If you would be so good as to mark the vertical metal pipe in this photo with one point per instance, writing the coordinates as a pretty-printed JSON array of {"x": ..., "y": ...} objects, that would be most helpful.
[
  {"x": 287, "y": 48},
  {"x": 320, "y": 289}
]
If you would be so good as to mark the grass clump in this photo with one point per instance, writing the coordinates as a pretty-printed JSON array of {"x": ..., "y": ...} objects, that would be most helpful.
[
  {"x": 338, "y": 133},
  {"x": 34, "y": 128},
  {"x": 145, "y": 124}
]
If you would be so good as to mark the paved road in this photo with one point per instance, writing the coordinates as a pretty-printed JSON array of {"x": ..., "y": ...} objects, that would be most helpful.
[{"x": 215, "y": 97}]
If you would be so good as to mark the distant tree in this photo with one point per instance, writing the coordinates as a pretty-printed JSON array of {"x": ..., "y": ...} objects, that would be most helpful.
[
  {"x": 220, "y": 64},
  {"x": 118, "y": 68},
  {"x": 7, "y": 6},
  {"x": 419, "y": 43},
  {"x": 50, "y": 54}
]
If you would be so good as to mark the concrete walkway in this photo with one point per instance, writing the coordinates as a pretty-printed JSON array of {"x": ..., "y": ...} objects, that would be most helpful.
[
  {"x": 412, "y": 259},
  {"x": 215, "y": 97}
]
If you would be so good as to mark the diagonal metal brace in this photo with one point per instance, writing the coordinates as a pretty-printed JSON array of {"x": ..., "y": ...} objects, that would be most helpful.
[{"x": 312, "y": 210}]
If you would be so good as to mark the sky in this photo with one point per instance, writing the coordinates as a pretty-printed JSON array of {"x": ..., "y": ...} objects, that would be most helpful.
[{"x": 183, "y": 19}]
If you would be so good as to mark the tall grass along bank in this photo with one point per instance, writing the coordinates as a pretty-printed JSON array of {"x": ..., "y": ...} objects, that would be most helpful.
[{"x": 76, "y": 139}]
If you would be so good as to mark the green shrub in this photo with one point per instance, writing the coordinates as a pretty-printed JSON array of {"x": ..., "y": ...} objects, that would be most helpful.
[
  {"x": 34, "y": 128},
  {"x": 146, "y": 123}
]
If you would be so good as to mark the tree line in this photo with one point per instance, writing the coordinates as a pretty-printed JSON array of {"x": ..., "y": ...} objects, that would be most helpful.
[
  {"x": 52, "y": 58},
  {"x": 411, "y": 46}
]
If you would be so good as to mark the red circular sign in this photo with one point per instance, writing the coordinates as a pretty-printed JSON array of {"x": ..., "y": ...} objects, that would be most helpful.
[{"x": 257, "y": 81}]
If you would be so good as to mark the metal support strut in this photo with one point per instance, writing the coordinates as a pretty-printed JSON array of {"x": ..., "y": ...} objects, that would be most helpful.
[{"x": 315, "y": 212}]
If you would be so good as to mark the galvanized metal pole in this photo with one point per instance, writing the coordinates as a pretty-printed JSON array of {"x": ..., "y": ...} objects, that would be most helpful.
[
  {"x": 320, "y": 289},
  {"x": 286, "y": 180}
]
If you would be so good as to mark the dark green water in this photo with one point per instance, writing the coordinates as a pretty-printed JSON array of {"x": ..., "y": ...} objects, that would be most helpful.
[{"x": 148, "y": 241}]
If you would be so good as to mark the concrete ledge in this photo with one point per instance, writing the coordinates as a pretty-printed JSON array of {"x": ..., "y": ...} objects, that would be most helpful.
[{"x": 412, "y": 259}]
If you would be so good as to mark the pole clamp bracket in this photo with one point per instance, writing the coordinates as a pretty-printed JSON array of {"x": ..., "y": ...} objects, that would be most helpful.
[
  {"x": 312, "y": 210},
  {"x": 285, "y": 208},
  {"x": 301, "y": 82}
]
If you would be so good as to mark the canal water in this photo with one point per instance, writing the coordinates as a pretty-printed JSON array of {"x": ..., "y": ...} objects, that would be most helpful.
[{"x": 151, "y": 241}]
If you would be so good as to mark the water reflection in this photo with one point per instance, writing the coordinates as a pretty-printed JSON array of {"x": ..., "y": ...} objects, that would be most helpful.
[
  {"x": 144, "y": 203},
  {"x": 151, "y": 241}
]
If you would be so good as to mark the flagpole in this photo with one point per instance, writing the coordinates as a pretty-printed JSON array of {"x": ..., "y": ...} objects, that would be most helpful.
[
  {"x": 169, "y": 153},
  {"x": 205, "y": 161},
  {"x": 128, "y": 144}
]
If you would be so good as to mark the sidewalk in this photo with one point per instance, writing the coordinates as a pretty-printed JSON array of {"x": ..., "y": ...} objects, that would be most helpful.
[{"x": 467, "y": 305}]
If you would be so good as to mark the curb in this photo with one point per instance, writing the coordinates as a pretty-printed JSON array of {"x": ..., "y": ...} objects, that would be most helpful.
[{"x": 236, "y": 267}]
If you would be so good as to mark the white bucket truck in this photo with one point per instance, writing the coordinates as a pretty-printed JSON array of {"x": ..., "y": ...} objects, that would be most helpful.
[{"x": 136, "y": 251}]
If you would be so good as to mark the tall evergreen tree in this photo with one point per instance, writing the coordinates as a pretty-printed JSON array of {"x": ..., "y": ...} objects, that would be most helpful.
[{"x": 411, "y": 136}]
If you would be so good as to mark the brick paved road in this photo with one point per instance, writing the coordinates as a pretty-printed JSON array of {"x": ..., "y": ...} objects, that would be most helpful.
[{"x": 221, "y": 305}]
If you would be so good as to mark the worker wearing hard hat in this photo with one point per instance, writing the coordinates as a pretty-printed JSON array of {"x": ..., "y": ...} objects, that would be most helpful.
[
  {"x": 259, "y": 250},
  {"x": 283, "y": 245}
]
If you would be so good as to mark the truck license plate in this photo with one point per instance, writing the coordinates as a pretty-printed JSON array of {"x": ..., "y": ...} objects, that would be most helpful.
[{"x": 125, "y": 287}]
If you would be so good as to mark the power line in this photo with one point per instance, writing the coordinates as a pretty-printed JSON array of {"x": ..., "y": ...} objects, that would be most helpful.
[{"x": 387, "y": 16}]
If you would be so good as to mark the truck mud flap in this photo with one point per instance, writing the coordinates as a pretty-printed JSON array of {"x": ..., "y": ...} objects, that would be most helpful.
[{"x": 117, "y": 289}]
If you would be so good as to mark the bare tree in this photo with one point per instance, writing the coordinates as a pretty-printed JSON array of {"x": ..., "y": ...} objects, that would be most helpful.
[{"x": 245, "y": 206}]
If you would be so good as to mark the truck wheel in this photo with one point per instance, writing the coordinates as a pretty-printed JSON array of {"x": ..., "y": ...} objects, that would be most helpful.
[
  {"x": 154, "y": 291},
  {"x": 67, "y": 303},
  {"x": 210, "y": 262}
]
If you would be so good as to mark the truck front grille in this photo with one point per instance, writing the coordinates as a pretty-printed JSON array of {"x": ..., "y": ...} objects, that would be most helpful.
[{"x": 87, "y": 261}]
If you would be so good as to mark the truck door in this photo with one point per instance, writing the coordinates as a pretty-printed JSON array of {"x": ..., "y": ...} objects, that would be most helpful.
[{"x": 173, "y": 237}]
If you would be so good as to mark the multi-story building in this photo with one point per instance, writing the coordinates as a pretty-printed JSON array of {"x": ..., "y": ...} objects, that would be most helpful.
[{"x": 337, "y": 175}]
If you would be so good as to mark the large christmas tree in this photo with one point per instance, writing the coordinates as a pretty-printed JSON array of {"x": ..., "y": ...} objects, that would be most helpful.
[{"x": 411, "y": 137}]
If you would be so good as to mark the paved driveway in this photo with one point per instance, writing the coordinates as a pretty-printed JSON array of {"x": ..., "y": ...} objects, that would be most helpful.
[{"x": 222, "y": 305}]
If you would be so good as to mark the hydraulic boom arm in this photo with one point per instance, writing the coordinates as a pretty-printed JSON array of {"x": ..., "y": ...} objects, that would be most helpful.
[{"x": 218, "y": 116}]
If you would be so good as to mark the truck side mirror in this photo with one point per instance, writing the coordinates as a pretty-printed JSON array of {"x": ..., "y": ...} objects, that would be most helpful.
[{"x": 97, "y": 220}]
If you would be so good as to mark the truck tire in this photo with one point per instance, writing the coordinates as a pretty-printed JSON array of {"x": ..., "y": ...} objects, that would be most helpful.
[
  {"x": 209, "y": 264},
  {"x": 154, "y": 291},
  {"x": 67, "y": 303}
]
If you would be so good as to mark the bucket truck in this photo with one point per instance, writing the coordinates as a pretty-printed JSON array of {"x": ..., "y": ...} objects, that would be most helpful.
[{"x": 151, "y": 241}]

Given exercise => From the line containing "If you would be so good as to mark the hydraulic" to the last line of the material, please quote every line exactly and only those.

Exercise output =>
If you would be so good as to mark the hydraulic boom arm in this photo with one point per instance, writing the coordinates as a pretty-printed JSON array of {"x": ..., "y": ...} objects, that would be most helpful.
[{"x": 218, "y": 116}]
If you would be so good as to mark the truck side mirror in this photo with one point per instance, writing the coordinates as a pretty-printed JSON array of {"x": ..., "y": ...} objects, that would be most helpful.
[{"x": 97, "y": 220}]
If you would be so good as to mark the truck tire in this photo with one point per instance, writing the coordinates as a pretty-printed JSON array of {"x": ..., "y": ...} objects, that would be most helpful.
[
  {"x": 209, "y": 264},
  {"x": 154, "y": 291},
  {"x": 67, "y": 303}
]
If you would be so good as to mark the bucket truck in this photo with one point per instance, writing the coordinates as a pretty-printed JSON array of {"x": ..., "y": ...} objects, that would be most helpful.
[{"x": 151, "y": 241}]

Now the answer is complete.